* **Instructions**
a: Reproduce the Hello Kitty letter verbatim from "Hmmm. Reporters from" to "and everything else.".
b: Answer these questions from the Hello Kitty letter:
(i) Which university is Christine Yano from?
(ii) What food does Kitty love, according to her official backstory?
(iii) Who are Kitty's parents?

* **Provided passage**
Is Hello Kitty A Cat Or A Girl?

Dear Sanrio, If you name something "Hello Kitty," and proceed to give it cat ears and cat whisker-looking things, then don't be surprised if people think you have made a cat. I was surprised when I read this story in the LAist: Christine Yano, an anthropologist from the University of Hawaii, is curating an upcoming

Dear Sanrio,

If you name something "Hello Kitty," and proceed to give it cat ears and cat whisker-looking things, then don't be surprised if people think you have made a cat.

I was surprised when I read this story in the LAist: Christine Yano, an anthropologist from the University of Hawaii, is curating an upcoming exhibit at the Japanese American National Museum in Los Angeles in honor of Hello Kitty's 40th anniversary. While writing the script for the exhibit, she referred to Hello Kitty as a "cat," and — as reported in the Los Angeles Times — was firmly corrected by Sanrio, the character's manufacturer:

"Hello Kitty is not a cat. She's a cartoon character. She is a little girl. She is a friend. But she is not a cat. She's never depicted on all fours. She walks and sits like a two-legged creature."

Hmmm. Reporters from Kotaku and RocketNews24 are getting a different response from Sanrio. When you read the official backstory of Hello Kitty, there seems to be some fuzziness. Kitty is British and loves apple pie. She is the daughter of George and Mary White. She is a Scorpio and has a twin sister. That could be an anthropomorphized cat, right?

So why would the manufacturer say Hello Kitty is really a girl?

There are lots of cats that walk on two legs! Sylvester, Garfield, Snagglepuss, Felix. No one mistakes these cats for humans. Granted, they are drawn more like cats than Hello Kitty, but just because she is not depicted on all fours does not make her human. Most of the time she is just a floating head anyway — on pillows, purses, press-on nails and everything else.

* **Provided records**
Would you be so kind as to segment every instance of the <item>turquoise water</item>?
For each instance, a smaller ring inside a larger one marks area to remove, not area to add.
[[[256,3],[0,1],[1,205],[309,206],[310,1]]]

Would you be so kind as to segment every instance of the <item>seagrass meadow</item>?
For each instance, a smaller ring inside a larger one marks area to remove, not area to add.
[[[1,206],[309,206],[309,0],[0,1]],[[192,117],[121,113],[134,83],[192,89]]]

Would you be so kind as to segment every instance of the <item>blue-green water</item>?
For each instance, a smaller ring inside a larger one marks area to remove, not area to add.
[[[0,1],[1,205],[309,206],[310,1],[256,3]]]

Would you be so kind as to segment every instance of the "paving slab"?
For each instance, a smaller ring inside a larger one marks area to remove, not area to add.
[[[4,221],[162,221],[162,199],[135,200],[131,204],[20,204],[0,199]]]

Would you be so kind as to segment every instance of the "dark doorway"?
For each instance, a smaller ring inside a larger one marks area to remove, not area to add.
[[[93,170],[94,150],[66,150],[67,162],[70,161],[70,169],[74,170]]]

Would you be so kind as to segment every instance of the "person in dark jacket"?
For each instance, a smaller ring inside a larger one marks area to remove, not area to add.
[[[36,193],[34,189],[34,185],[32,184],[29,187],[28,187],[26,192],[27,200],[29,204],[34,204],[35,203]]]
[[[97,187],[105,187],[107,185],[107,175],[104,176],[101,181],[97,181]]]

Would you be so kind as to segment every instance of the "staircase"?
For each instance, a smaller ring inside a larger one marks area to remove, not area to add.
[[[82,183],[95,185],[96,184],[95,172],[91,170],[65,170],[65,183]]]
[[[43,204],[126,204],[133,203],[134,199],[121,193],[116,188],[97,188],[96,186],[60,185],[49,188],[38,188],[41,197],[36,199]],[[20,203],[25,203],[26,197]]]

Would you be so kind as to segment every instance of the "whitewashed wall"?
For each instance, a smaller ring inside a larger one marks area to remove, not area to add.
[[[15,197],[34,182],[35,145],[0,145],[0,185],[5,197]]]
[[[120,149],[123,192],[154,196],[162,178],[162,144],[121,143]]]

---

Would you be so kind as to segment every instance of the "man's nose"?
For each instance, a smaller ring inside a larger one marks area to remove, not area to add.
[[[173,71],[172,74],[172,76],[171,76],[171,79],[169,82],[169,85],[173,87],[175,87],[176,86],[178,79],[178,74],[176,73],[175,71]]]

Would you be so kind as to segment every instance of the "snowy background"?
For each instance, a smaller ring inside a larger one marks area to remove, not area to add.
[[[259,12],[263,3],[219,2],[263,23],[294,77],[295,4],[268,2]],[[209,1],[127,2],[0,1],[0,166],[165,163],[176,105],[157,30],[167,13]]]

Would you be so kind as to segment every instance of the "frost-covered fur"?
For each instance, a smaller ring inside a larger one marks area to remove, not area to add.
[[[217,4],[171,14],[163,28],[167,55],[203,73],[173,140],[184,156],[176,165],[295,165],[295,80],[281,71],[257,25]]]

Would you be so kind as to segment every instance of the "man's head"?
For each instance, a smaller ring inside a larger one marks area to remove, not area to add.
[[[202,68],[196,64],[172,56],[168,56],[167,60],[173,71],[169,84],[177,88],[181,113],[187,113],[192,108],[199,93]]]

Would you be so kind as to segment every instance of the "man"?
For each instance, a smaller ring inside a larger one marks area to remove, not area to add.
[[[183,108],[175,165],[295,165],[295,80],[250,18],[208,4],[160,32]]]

...

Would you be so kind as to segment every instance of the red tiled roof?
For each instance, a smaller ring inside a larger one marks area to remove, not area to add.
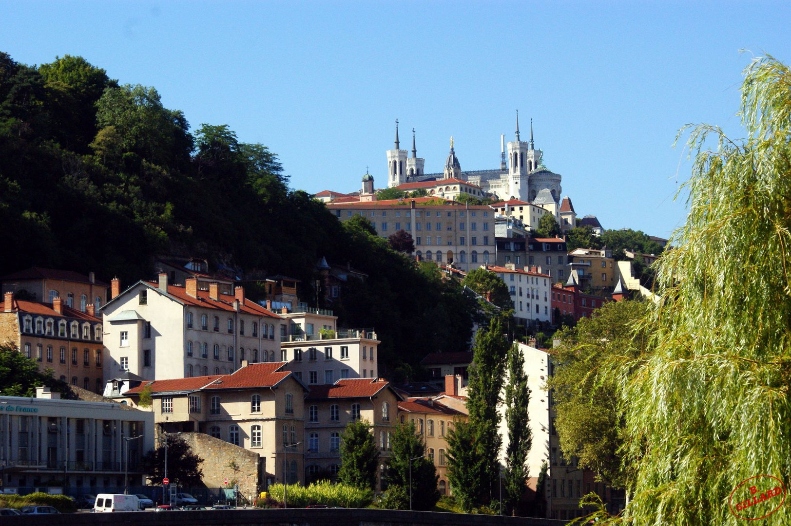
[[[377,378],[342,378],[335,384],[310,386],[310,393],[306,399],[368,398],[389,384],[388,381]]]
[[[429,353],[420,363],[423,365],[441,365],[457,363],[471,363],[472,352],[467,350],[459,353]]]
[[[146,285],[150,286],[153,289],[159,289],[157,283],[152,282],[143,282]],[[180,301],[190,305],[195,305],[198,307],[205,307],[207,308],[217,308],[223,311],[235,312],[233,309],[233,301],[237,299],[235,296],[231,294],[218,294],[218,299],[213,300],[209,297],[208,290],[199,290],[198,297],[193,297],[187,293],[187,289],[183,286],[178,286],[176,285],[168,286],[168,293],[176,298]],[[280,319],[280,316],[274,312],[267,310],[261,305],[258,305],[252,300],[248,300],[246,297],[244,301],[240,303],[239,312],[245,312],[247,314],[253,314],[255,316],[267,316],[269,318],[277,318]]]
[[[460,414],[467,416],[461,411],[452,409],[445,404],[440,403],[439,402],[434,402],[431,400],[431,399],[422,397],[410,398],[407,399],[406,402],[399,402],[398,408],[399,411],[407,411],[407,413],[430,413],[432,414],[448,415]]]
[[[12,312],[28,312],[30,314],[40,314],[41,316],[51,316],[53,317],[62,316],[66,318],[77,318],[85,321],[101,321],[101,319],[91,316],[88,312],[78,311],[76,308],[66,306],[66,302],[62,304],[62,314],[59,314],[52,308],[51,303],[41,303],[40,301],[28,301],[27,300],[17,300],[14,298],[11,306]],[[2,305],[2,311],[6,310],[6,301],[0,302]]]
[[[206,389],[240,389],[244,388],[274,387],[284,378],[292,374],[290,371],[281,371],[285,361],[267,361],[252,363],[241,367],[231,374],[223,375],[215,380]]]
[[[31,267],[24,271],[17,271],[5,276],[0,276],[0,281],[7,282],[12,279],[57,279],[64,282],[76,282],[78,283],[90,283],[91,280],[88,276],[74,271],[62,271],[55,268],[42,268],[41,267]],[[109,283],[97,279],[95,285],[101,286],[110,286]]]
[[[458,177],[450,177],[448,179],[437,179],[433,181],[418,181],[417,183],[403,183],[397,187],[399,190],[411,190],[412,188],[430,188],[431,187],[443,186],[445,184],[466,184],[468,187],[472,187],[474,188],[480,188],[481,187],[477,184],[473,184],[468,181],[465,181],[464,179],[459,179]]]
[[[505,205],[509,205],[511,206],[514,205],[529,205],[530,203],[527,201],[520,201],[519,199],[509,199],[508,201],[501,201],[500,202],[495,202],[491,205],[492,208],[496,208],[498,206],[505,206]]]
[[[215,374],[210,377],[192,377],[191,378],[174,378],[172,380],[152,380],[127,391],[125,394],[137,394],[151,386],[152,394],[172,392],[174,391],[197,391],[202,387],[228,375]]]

* **Answers to the exercises**
a:
Hmmm. Reporters from Kotaku and RocketNews24 are getting a different response from Sanrio. When you read the official backstory of Hello Kitty, there seems to be some fuzziness. Kitty is British and loves apple pie. She is the daughter of George and Mary White. She is a Scorpio and has a twin sister. That could be an anthropomorphized cat, right?

So why would the manufacturer say Hello Kitty is really a girl?

There are lots of cats that walk on two legs! Sylvester, Garfield, Snagglepuss, Felix. No one mistakes these cats for humans. Granted, they are drawn more like cats than Hello Kitty, but just because she is not depicted on all fours does not make her human. Most of the time she is just a floating head anyway — on pillows, purses, press-on nails and everything else.

b:
(i) The University of Hawaii.
(ii) Apple pie.
(iii) George and Mary White.